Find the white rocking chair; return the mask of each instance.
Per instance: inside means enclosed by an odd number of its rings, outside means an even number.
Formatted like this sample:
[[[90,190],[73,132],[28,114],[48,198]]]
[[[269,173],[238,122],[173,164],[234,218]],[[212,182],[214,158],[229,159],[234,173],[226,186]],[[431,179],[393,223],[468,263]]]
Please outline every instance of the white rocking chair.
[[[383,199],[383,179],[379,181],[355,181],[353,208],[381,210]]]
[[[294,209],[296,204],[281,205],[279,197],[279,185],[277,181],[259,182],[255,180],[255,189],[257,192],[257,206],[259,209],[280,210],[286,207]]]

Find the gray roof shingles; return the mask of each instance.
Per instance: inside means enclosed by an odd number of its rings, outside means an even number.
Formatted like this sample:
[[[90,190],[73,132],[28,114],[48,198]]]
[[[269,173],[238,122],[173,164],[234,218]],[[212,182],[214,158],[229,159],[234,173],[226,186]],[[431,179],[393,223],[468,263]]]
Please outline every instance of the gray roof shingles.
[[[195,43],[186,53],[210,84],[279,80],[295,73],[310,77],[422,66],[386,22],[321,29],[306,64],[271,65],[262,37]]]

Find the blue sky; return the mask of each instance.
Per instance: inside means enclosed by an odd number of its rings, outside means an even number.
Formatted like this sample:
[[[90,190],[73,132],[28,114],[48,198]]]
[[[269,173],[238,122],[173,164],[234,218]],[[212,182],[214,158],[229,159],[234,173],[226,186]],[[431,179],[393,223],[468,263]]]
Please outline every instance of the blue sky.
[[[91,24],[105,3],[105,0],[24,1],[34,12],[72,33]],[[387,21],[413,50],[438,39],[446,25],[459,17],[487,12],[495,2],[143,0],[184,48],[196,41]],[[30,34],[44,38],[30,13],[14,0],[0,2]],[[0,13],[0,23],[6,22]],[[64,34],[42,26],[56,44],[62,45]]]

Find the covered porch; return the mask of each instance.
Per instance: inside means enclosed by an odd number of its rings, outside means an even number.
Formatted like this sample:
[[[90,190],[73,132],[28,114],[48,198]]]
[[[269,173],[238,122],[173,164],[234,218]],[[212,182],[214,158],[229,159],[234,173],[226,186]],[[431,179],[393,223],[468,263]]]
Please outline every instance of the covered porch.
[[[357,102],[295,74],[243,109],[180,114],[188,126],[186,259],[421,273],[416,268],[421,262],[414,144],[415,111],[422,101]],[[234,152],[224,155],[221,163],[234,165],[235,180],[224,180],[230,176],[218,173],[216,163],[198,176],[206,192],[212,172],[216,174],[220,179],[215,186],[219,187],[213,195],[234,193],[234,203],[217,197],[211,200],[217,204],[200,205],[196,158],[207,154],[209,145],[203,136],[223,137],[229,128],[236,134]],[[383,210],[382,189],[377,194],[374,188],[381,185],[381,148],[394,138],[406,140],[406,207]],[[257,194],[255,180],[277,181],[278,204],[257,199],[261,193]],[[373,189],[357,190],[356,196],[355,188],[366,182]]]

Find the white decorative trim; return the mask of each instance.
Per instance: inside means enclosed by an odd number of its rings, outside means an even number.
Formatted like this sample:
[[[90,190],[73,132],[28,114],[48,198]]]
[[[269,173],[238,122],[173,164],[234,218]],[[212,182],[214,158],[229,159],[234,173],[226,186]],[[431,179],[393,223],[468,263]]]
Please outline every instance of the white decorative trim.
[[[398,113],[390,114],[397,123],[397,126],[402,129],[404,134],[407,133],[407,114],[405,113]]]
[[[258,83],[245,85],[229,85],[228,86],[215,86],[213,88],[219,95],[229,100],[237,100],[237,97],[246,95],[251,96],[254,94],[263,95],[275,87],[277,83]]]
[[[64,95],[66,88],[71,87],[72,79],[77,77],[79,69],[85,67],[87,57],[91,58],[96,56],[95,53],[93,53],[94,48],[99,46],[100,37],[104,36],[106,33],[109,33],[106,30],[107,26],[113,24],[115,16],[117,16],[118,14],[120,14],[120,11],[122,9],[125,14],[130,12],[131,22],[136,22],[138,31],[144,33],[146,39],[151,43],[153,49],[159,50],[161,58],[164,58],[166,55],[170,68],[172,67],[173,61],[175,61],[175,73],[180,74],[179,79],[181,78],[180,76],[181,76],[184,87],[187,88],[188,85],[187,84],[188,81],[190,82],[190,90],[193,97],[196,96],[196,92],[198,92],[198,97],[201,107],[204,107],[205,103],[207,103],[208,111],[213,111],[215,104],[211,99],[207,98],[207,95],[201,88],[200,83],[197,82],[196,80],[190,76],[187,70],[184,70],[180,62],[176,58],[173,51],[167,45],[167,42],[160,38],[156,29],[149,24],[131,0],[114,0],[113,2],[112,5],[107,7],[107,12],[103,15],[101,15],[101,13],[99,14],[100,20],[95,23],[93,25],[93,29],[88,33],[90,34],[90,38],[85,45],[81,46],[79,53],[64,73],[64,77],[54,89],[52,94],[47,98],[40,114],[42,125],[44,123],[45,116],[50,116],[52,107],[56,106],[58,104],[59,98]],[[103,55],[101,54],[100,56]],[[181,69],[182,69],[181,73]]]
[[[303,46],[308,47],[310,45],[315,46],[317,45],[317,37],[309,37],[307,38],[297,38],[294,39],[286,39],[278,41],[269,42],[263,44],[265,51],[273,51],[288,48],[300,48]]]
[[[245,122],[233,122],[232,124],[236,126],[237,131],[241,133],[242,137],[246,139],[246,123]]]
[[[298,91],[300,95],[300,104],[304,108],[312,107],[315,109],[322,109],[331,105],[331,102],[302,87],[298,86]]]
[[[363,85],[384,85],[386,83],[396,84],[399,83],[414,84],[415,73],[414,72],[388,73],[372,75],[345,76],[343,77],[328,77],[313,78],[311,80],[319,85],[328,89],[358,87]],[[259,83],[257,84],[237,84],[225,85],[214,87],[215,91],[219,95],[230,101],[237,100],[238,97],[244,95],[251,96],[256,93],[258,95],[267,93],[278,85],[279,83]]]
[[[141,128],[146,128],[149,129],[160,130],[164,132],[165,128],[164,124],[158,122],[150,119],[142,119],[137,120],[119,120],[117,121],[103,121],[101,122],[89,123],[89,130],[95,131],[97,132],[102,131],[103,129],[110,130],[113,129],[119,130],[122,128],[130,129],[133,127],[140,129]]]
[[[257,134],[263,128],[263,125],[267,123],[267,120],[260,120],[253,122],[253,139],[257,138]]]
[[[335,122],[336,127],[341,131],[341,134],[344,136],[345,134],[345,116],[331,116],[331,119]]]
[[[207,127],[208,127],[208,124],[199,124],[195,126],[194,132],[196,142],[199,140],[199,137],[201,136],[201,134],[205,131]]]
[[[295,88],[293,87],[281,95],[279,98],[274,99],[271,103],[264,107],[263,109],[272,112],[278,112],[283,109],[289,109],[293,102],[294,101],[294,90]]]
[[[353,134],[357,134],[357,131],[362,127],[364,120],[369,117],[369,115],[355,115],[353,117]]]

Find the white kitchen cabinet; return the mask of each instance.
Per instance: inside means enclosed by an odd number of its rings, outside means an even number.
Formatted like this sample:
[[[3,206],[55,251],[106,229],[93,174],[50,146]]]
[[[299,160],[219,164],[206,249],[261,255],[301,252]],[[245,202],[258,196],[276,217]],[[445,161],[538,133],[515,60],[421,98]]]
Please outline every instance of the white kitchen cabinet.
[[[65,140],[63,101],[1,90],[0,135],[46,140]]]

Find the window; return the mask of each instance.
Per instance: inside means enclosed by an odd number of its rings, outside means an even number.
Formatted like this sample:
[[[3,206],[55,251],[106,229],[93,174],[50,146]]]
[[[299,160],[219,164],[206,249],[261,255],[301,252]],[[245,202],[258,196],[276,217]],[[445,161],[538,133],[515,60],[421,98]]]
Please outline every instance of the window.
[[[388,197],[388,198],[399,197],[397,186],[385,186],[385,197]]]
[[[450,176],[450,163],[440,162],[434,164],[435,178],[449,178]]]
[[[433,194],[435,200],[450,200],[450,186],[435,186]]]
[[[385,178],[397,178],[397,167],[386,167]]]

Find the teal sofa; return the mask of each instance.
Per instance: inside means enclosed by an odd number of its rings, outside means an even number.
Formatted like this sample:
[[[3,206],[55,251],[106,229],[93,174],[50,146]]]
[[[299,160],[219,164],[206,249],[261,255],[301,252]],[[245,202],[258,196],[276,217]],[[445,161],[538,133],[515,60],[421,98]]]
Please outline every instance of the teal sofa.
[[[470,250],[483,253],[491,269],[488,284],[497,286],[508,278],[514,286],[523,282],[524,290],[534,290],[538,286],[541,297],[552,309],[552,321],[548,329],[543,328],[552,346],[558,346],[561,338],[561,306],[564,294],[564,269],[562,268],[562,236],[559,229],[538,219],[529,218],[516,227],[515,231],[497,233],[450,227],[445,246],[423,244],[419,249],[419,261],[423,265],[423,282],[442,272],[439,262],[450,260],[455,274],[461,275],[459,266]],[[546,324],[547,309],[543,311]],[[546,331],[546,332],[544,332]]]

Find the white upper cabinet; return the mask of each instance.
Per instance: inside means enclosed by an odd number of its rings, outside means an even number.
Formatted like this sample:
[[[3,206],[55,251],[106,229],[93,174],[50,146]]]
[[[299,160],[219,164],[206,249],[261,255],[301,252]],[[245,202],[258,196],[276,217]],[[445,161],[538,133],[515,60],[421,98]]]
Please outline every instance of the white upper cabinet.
★ ★ ★ ★ ★
## Exercise
Update the stretch of material from the line containing "Find the window;" through the line containing "[[[385,178],[397,178],[397,167],[386,167]]]", replacing "window" with "door" and changing nothing else. Return only those lines.

## Written answer
Find the door; return the mask of each instance.
Per instance: inside means enclosed by an odd number of its rings, outside means an even number.
Formatted like this sample:
[[[3,206],[55,251],[106,229],[93,174],[50,146]]]
[[[299,160],[219,164],[206,249],[261,255],[301,252]],[[245,202],[258,196],[276,217]],[[445,161],[538,133],[515,60],[421,98]]]
Please outline every instance of the door.
[[[388,197],[388,198],[399,197],[397,186],[385,186],[385,197]]]
[[[450,176],[450,163],[440,162],[434,164],[435,178],[449,178]]]
[[[433,194],[435,200],[450,200],[450,186],[435,186]]]
[[[385,178],[397,178],[397,167],[386,167]]]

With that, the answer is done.